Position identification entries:
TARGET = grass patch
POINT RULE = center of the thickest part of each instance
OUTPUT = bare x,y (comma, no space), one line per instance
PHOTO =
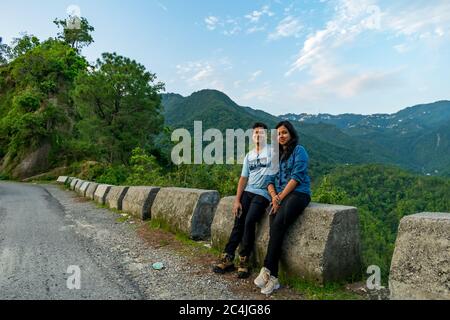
181,237
313,291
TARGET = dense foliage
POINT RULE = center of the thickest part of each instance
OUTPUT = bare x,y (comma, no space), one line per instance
383,196
56,109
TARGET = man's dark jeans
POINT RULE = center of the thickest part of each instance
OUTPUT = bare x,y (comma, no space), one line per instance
253,208
291,208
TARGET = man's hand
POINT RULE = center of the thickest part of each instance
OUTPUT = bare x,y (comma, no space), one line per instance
237,206
276,202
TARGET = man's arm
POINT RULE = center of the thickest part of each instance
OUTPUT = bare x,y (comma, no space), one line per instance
237,202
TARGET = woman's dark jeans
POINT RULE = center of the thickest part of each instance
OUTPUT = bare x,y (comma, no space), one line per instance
291,208
253,208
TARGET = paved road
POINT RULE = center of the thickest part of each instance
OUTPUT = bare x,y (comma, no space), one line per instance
36,251
44,229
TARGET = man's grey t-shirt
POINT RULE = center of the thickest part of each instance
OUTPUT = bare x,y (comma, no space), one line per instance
256,167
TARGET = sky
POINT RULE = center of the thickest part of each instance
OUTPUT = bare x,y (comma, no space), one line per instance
280,56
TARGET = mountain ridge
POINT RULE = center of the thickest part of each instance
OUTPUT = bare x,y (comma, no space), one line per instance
407,138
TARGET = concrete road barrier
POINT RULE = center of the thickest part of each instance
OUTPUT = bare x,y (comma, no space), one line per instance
62,180
115,196
101,192
189,211
91,190
323,245
139,201
420,268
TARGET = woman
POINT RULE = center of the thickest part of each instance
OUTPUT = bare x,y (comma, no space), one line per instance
290,191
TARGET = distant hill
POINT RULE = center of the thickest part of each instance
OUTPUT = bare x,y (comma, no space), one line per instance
326,144
417,137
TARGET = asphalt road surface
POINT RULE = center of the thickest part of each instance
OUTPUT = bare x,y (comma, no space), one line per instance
44,230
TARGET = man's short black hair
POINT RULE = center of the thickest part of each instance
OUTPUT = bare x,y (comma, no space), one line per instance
260,125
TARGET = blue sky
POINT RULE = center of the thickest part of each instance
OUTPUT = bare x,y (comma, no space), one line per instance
324,56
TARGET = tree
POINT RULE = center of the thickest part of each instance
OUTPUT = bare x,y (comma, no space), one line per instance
18,47
34,107
77,38
120,107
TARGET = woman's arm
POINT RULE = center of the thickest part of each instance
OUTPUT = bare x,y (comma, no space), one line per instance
300,167
289,188
276,201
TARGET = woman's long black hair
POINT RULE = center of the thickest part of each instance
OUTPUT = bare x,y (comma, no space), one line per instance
292,144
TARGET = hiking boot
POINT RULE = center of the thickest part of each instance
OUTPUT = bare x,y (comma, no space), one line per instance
224,265
243,270
272,285
263,278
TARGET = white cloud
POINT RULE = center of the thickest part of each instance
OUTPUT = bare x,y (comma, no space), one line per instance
261,94
204,74
330,81
256,15
402,48
255,75
352,17
254,29
288,27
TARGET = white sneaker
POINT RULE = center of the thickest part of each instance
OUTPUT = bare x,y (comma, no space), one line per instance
272,285
263,278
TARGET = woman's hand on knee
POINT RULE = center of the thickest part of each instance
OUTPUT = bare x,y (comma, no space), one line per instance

Short task: Shift the coordinates by reproducing the entries from the line with "TARGET = woman's arm" through the end of the entries, requests included, with 126 added to every coordinate number in the answers. Give only those lines.

Answer below:
TARGET = woman's arm
POINT RULE = center of the thickest part of each instance
OUTPUT = bare x,y (comma, no space), one line per instance
426,293
415,314
402,327
TARGET = woman's long black hair
POINT RULE = center of the thickest part of each instance
OUTPUT = bare x,y (comma, no space), one line per instance
418,270
TARGET = hiking boot
POINT RULE = center of the thickest part of each instance
OUTPUT = bare x,y (comma, no space), one line per instance
350,391
369,396
398,411
389,404
TARGET = white cloud
POINT RULE = center of the thickest part of each instance
OUTPUT = bare x,y (comma, no space), one line per instance
387,220
330,200
456,207
382,141
528,174
381,201
478,143
380,155
414,153
TARGET = white sneaker
POINT RULE = center of the thickest part of each instance
OUTPUT = bare x,y (comma, no space), one line per instance
398,411
389,404
TARGET = woman's hand on knee
POINT RULE = center of the thickest part of each instance
OUTPUT = bare x,y (comma, no space), one line per instance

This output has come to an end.